## [Given request]
Pictures don't belong in the copy; print all the records exactly.

## [Given data]
+-------+
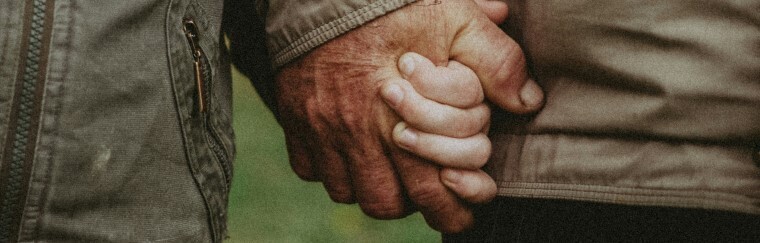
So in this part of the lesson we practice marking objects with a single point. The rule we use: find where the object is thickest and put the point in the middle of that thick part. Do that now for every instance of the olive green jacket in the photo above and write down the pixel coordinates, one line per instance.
(653, 104)
(115, 121)
(115, 116)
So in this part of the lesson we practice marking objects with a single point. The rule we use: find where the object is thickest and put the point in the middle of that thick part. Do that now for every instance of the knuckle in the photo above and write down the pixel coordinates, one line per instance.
(484, 151)
(428, 197)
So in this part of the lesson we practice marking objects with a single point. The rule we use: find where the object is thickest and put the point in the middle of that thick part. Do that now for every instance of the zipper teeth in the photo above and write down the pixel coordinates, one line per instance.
(26, 107)
(214, 141)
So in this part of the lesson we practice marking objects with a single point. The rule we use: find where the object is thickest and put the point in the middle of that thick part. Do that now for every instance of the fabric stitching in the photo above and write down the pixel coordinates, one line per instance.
(328, 31)
(722, 201)
(503, 183)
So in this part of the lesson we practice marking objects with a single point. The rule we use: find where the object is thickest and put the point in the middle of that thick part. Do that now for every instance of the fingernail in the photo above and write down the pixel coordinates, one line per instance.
(531, 94)
(393, 94)
(406, 64)
(452, 176)
(406, 136)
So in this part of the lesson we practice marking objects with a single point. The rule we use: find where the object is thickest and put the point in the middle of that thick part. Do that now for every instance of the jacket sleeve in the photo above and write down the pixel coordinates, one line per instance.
(295, 27)
(267, 34)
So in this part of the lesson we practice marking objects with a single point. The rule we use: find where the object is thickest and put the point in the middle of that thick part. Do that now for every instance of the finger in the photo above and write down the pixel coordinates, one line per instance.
(300, 159)
(335, 176)
(474, 186)
(500, 65)
(496, 11)
(376, 185)
(455, 85)
(441, 208)
(464, 153)
(433, 117)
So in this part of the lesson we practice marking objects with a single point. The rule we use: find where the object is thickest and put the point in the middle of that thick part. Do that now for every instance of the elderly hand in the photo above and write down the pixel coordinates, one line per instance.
(340, 131)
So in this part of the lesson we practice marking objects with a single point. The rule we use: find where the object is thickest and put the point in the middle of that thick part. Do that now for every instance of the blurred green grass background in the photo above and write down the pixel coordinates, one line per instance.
(269, 203)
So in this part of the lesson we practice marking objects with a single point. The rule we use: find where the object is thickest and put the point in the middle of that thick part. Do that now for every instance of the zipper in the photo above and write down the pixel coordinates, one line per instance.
(203, 78)
(18, 155)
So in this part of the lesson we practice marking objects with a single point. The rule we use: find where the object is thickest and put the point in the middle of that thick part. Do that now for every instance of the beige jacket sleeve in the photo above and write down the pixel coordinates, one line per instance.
(294, 27)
+-------+
## [Result of this task]
So in this part of the lesson we practice marking objects with a single point. The rule we use: find where the object is thickest and put the point in the middle of that thick part. Do that now for every instance of the olive green jacket in the photo above and write down the pixel coordinates, one line per instance.
(653, 104)
(115, 121)
(115, 116)
So in this part of the lesson we practice marking objects with a single point. The rule we use: find where the object is thickest and put the point in the middle of that thick part. Do that now for every instance of the knuckle in the photo above and write down the pixel coordinates, one line per instance.
(484, 151)
(428, 197)
So in this part of the lesson we practice marking objects with a single point. The rule we use: find where the object is thickest and put the point in the middle of that thick part. Do that now for every instance of the zipper teeth in the photo above and write down the pixel coordinates, one line per instance.
(26, 107)
(214, 141)
So in this part of the lesson we practice marking objects with a single point. The rule we use: find where the object is thickest and put the point in the middle of that thick part. Do that now for every instance of the fabric stitching in the photo above and write down the pixel coordinates, one line per instance.
(328, 31)
(722, 201)
(503, 183)
So in this part of the lesson we practice marking objects with a single point. The rule we use: find where the object is thickest and put the point in the middle of that thick part. Do that now for every instance of the fingernail in the photo above and write down the pixel coordinates, one line per instance.
(531, 94)
(393, 94)
(406, 64)
(452, 176)
(406, 136)
So in this part of the lesson we practice marking objects with a single point. The rule we use: find where the object is thickest and put the point in the middle of that thick part. Do that now for every instance of the jacket sleeve in the photo above and write down the pixel coordinates, one line per instance.
(295, 27)
(267, 34)
So in this part of the lesson we practice marking objects with a single point. The rule we use: find where the object is thickest and put the point in the middle of that thick part. Do that now for every instance of the finger in the photo above and write down the pixel coordinates, one line per instance.
(300, 159)
(335, 176)
(474, 186)
(500, 65)
(496, 11)
(376, 185)
(455, 85)
(441, 208)
(464, 153)
(433, 117)
So in this part of the lesson we practice marking objects with a single point. The rule we use: find where the object is thickest and put the point in the middle of that thick part. Do that now for every instance of the elderly hand in the photo above and write down the pixel coordinates, one line per instance.
(340, 131)
So in this part of the lesson we practice marking objects with a single point. The rule we use: find where the object is thickest and put the point in the middle of that thick part. Do that now for every instance of the blurred green grass background in the photo above and write down the pixel coordinates, one line per instance.
(269, 203)
So in this part of the lesson we practice marking objects with a single point. The rule we use: find where the object is thickest and put the point in the middle of that thick part. Do that now for every instance of the zipper in the photo above and write down the pixel coordinates, one line per instance.
(203, 78)
(18, 155)
So in this part of the lesson we practice marking objects with a single point. The rule we use: find where the object is thickest and put the point in the middle of that thick part. Do that now for every instance of the beige jacket sleeve in the photo above and write down the pixel coordinates, one line per instance.
(294, 27)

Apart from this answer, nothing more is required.